GOAL OF THE EXERCISE: Return the line containing "rule | point" and every line beneath it through the end of the entries below, unchanged. Pictures stay out.

SOURCE RECORDS:
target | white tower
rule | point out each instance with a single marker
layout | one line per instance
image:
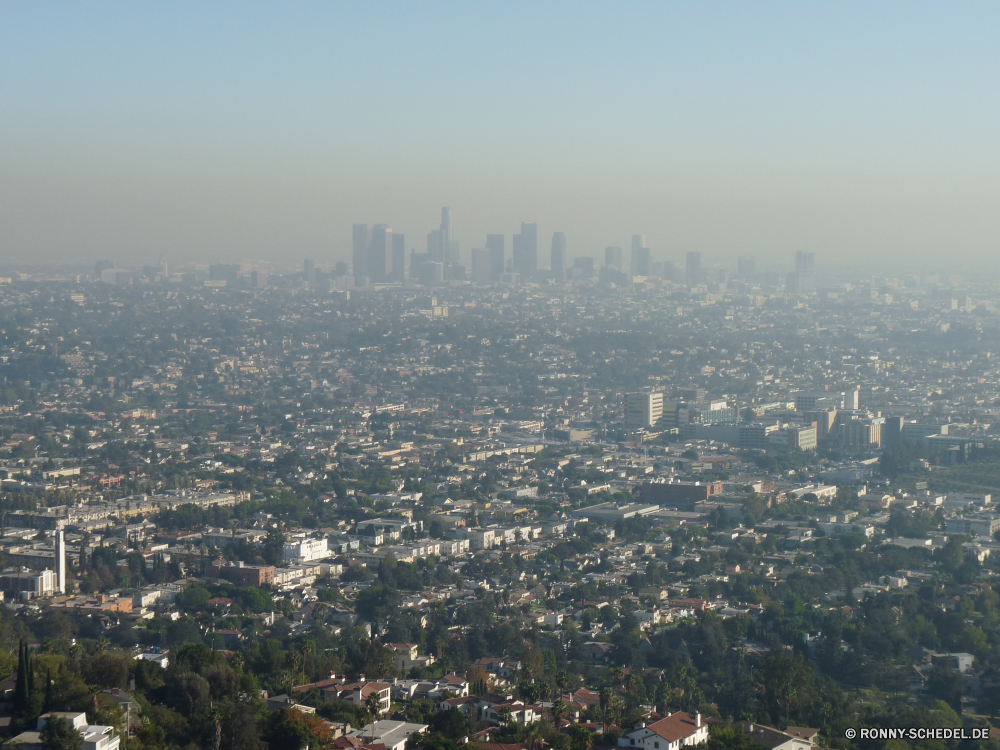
(61, 561)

TASK SOLUTION:
rule | point out each instance with a single marker
layout | one line per instance
image:
(61, 561)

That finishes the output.